_本文_:

○ ○ ○

• Instgram
  • LinkeIn
  • Lexologoy

最新の労働法改正:労働者福祉基金、給付支援及び最低賃金

2025年01月21日(火)

最新の労働法改正:労働者福祉基金、給付支援及び最低賃金についてニュースレターを発行いたしました。
こちらの内容は、以下のリンクよりPDF版でもご覧いただけます。

最新の労働法改正:労働者福祉基金、給付支援及び最低賃金

 

最新の労働法改正:労働者福祉基金、給付支援及び最低賃金

2025年1月20日
One Asia Lawyersタイ事務所
藤原 正樹(弁護士・日本法)
千葉 広康(弁護士・日本法)

はじめに

2024年11月及び12月に労働法に関わる以下の省令及び告示が発行されました。

  1. 2024年11月22日付け労働者の雇用が終了した場合又は労働者が死亡した場合における労働者を給付支援するための基準及び手続きに関する省令E.2567(以下「本省令1」といいます。)

○ ○ ○

_提供資料_:
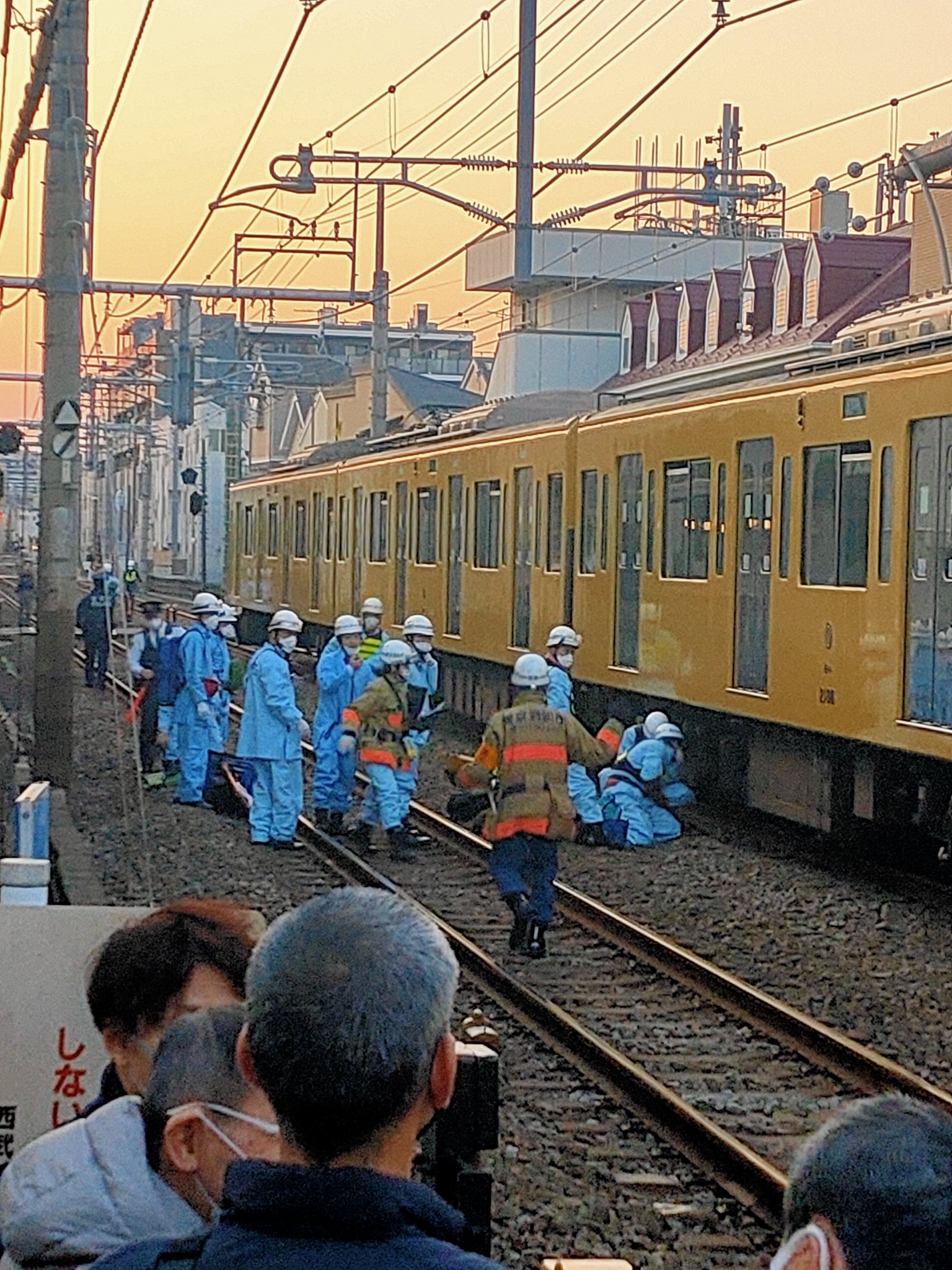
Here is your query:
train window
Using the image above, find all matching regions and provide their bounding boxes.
[801,441,872,587]
[546,473,562,573]
[715,464,728,573]
[324,498,334,560]
[779,455,793,578]
[416,485,437,564]
[267,503,278,555]
[602,476,612,569]
[579,471,598,573]
[878,446,892,582]
[369,491,390,561]
[472,480,503,569]
[294,503,307,560]
[661,458,711,578]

○ ○ ○

労働法改正のニュースレターを載せた本文を、最初から最後まで一字も変えずに引用してください。

• Instgram
  • LinkeIn
  • Lexologoy

最新の労働法改正:労働者福祉基金、給付支援及び最低賃金

2025年01月21日(火)

最新の労働法改正:労働者福祉基金、給付支援及び最低賃金についてニュースレターを発行いたしました。
こちらの内容は、以下のリンクよりPDF版でもご覧いただけます。

最新の労働法改正:労働者福祉基金、給付支援及び最低賃金

 

最新の労働法改正:労働者福祉基金、給付支援及び最低賃金

2025年1月20日
One Asia Lawyersタイ事務所
藤原 正樹(弁護士・日本法)
千葉 広康(弁護士・日本法)

はじめに

2024年11月及び12月に労働法に関わる以下の省令及び告示が発行されました。

  1. 2024年11月22日付け労働者の雇用が終了した場合又は労働者が死亡した場合における労働者を給付支援するための基準及び手続きに関する省令E.2567(以下「本省令1」といいます。)